(JOB):
Print the range of lines that opens with the line containing "the street lamp" and closes with the last line of the listing. Include both ends; print nothing more.

(EXTRACTED INFORMATION):

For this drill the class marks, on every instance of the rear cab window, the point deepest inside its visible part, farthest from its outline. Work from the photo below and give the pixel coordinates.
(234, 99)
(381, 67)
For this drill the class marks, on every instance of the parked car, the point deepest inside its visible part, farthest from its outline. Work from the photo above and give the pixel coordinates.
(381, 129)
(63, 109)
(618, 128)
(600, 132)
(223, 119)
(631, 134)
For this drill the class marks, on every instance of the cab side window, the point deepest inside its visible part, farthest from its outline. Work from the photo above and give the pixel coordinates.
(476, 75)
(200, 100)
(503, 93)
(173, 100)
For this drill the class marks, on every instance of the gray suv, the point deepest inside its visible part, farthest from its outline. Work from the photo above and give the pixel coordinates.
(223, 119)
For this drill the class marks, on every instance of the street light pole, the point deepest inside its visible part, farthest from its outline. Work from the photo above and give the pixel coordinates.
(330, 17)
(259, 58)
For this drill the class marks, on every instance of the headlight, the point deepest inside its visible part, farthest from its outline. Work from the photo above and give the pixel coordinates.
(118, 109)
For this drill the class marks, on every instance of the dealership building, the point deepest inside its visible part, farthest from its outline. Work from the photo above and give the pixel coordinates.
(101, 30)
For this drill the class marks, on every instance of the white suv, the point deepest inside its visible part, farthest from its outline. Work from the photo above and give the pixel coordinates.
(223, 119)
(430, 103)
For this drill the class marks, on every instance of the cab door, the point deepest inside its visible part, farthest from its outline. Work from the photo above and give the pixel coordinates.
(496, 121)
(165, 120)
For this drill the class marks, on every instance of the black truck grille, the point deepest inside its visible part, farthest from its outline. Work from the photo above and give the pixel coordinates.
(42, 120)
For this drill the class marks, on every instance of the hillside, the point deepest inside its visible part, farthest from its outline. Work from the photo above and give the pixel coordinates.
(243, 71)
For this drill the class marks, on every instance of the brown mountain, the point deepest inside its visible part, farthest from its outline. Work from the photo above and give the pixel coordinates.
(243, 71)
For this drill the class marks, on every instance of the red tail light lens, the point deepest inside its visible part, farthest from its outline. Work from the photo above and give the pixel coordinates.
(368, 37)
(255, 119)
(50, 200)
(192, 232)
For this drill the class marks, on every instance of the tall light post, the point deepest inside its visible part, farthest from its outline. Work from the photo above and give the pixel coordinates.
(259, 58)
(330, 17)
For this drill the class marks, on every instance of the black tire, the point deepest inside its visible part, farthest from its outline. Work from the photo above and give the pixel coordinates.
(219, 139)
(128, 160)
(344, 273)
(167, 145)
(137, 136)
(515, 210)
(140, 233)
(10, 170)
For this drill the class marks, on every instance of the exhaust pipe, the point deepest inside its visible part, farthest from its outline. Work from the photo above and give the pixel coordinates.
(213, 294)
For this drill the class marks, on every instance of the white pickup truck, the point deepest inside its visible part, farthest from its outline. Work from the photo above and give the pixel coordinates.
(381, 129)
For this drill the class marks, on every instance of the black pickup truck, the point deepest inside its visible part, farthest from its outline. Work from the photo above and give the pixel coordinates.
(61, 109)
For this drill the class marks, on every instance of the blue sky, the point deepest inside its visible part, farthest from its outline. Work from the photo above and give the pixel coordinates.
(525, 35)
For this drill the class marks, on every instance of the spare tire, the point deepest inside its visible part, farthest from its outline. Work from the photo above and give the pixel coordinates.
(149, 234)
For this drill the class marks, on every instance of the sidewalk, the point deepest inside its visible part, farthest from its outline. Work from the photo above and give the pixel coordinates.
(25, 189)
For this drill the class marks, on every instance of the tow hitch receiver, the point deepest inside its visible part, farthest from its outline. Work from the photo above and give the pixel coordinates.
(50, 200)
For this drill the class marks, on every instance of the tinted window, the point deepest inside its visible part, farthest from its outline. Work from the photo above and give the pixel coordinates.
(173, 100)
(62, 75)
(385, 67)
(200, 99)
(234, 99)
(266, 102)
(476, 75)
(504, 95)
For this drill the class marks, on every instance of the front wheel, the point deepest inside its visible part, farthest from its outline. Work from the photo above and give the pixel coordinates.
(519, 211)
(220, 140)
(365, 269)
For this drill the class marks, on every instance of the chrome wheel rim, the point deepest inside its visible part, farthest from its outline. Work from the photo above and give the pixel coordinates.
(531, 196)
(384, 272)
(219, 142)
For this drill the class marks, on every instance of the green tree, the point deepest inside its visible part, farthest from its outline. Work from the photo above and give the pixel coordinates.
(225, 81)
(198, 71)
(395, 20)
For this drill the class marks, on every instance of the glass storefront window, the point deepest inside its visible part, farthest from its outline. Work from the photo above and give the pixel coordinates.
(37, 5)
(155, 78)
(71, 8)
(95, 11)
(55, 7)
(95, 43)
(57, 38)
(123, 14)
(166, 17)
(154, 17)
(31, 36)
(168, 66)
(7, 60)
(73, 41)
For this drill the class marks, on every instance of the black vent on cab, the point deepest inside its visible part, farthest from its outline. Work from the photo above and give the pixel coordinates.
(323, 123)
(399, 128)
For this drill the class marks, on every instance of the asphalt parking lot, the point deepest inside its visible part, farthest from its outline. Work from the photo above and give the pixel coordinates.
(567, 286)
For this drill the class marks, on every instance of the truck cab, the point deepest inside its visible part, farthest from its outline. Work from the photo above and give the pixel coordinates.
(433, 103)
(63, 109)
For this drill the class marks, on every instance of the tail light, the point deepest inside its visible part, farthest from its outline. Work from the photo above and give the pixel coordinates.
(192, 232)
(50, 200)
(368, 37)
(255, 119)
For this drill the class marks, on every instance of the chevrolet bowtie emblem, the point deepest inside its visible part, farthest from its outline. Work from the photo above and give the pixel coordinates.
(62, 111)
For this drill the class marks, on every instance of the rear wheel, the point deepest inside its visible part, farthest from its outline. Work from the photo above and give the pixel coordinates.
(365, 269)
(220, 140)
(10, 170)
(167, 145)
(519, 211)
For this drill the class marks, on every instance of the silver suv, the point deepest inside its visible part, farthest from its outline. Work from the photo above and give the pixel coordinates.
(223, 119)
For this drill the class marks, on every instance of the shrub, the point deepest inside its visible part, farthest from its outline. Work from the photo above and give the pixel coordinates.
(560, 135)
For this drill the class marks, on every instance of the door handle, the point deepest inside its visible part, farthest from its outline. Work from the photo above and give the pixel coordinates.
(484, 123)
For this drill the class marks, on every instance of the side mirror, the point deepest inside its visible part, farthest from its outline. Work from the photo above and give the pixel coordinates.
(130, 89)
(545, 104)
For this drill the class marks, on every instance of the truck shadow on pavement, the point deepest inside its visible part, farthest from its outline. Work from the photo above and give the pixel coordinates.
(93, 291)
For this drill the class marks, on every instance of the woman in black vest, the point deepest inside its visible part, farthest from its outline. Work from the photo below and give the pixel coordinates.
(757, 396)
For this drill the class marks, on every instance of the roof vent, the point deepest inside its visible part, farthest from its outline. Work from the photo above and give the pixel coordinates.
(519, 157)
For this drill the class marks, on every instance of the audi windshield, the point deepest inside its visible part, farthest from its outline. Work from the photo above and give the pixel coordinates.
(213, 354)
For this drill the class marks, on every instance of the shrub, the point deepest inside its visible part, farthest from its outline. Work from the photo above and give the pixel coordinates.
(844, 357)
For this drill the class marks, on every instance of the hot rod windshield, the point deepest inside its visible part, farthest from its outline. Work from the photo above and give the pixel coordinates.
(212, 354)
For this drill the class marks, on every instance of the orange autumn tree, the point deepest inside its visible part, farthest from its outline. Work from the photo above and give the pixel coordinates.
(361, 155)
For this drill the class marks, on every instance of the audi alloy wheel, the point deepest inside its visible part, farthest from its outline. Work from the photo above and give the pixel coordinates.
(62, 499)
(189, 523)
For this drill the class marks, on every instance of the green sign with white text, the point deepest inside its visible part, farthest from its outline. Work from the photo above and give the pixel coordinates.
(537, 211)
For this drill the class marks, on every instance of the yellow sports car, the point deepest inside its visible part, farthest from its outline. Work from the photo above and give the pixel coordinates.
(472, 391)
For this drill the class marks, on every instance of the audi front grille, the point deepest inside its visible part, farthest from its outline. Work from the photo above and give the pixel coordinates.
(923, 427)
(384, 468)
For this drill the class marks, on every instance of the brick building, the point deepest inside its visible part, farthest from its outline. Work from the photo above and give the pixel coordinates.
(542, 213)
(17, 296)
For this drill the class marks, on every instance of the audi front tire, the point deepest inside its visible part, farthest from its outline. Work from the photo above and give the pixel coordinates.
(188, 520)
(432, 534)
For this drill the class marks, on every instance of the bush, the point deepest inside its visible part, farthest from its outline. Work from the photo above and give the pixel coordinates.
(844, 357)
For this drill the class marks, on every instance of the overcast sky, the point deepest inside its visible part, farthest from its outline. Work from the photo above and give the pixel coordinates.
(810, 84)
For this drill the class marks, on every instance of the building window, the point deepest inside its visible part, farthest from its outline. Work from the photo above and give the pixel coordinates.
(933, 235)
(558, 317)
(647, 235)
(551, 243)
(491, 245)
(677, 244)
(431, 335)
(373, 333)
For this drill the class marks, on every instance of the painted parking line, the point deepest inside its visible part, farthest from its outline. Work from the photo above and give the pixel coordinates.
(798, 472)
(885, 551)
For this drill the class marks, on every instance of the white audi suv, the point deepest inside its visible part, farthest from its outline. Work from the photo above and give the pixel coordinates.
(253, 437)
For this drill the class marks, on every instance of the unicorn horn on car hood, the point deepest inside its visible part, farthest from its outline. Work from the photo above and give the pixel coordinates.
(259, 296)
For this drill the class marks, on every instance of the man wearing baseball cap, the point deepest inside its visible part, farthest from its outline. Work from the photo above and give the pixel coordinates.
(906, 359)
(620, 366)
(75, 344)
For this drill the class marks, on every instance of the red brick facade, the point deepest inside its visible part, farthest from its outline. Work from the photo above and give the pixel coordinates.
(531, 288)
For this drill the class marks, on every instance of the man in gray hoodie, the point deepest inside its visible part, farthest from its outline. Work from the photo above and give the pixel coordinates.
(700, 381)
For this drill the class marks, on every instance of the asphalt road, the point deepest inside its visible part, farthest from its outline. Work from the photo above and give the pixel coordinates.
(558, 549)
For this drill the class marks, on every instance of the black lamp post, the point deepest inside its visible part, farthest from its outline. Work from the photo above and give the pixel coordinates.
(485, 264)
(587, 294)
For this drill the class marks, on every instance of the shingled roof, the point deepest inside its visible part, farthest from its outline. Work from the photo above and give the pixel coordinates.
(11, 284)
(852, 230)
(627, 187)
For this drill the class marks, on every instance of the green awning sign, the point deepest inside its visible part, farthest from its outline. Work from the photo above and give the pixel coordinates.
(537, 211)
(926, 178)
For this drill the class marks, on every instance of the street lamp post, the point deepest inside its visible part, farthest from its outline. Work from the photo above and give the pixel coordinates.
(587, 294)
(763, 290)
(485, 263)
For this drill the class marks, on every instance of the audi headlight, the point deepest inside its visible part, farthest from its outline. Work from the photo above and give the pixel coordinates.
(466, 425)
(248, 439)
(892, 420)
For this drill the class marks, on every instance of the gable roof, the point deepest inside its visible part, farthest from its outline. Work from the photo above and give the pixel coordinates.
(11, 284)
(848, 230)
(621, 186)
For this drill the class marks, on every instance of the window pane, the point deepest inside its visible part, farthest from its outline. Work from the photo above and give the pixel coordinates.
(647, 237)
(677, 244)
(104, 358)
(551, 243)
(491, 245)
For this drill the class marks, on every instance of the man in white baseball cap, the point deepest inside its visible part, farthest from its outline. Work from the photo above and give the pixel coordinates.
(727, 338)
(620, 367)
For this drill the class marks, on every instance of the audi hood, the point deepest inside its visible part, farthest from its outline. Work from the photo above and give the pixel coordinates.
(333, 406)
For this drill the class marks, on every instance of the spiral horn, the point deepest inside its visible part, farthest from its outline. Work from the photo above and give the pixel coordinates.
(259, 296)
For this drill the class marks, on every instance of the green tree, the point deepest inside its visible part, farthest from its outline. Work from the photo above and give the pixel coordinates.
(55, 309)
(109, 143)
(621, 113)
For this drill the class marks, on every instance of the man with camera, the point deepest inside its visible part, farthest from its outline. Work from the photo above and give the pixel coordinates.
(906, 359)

(WRITTEN ANSWER):
For this drill the class marks, on every instance of the street lamp post, the point deepest inside its visible part, farthest from its outline. Work from the photo above and give the pixel coordinates.
(587, 294)
(763, 290)
(485, 263)
For this drill the class marks, on every instance of the audi headlight, the point deepest inside its visible part, farthest from its outline. Work from the photo above and give the pixel coordinates.
(466, 425)
(248, 439)
(892, 420)
For this drill the class marks, on every instance of the gable roof, the point deepest inside its visible part, farthest from its outline. Work from the photo above and give the pixel coordinates.
(11, 284)
(848, 230)
(621, 186)
For this drill the class marks, on every instance of the window pane, the point deepest inside its visible part, farthest from its outline. Work from the photo above and give the pixel coordinates.
(647, 237)
(677, 244)
(104, 358)
(551, 243)
(491, 245)
For this drill the class marks, on every instance of the man in white baseball cap, the point deepest inside its visible part, farthest from its outline. Work from the photo above and give the pixel coordinates.
(727, 338)
(620, 367)
For this drill the class marks, on every instance of the audi hood, the point deepest inside its visible part, farthest from its outline. Work from the photo above and give the pixel coordinates.
(333, 406)
For this drill the class marks, on every instance of the spiral horn, the point deepest inside its visible part, farthest from its outline. Work from the photo above and give the pixel coordinates.
(259, 296)
For this drill the class marks, on every instance of the green tree, the point deepest inside its visible part, farthest from its outline. Work from the photo above and give the pixel coordinates.
(55, 309)
(109, 143)
(621, 113)
For this drill the class marks, on every instance of the man with camera, the point deepest inside its visible part, farthest from its outline. Work from the photo above and give the pixel coordinates.
(906, 359)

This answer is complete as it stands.